==== DATEN ZUR AUFGABE ====

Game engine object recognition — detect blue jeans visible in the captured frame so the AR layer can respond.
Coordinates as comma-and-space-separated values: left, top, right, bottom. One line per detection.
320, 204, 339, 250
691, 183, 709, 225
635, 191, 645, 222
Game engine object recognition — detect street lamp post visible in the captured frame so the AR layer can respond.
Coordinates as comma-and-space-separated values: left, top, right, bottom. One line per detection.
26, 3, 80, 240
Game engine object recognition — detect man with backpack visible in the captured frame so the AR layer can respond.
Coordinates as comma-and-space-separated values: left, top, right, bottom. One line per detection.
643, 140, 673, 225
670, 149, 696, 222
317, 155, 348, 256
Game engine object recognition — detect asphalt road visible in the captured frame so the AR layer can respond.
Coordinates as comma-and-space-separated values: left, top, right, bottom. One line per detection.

====
==== DATEN ZUR AUFGABE ====

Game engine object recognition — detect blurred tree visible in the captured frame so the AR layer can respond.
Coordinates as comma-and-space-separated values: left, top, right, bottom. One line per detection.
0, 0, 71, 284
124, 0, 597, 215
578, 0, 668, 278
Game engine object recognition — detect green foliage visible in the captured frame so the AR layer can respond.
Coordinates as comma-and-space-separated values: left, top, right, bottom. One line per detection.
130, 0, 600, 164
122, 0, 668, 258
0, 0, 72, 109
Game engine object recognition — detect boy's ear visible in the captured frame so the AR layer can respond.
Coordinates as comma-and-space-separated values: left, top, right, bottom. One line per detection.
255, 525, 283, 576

====

WAS ZU TUN IST
Wiederhole bitte die Zeilen unverändert: Beginne bei der Zeile mit „Game engine object recognition — detect boy's“ und höre nach der Zeile mit „255, 525, 283, 576“ auf.

LÖSUNG DER AUFGABE
Game engine object recognition — detect boy's ear visible in the captured frame so the AR layer can respond.
Coordinates as comma-and-space-separated values: left, top, right, bottom. One line per detection.
255, 525, 283, 576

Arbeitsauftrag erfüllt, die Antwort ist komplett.